**Task to carry out:** Return, from the lines below, each one that includes the word "JSON".

(Saved data entries)

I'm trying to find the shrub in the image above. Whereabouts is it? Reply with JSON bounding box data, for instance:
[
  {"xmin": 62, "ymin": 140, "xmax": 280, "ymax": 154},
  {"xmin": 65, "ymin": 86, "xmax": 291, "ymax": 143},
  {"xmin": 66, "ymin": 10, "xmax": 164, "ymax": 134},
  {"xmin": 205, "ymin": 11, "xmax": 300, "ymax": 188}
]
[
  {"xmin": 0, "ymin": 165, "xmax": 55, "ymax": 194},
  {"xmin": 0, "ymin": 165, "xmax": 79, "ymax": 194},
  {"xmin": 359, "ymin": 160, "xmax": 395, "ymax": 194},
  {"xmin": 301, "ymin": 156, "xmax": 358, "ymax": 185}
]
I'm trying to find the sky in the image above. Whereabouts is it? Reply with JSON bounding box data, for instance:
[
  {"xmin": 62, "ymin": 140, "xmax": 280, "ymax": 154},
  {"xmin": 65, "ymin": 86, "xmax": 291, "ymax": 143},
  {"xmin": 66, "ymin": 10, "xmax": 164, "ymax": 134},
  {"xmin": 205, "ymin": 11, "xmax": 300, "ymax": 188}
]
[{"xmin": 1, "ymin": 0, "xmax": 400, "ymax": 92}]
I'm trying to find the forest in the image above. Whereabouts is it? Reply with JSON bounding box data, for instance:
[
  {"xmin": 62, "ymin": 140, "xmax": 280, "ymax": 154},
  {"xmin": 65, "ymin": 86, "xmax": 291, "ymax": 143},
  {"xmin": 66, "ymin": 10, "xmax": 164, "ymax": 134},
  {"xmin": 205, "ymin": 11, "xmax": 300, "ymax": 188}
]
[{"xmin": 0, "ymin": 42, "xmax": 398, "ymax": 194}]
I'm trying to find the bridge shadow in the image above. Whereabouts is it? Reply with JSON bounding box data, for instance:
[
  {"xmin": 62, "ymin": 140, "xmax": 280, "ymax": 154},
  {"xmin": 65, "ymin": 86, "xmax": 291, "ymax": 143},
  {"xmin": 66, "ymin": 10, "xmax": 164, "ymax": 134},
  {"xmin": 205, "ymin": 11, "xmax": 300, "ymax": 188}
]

**Response to this exercise:**
I'm trying to find the shrub in the image above. Whereabouts is it? Reply with JSON bounding box data, for instance:
I'm trying to find the sky in the image above. Whereabouts is it? Reply with JSON bounding box data, for instance:
I'm trying to find the forest in the image above. Whereabouts is it? Reply with JSON bounding box data, for instance:
I'm trying to find the bridge shadow in the image above. Whereabouts is it? Reply with JSON bounding box data, for instance:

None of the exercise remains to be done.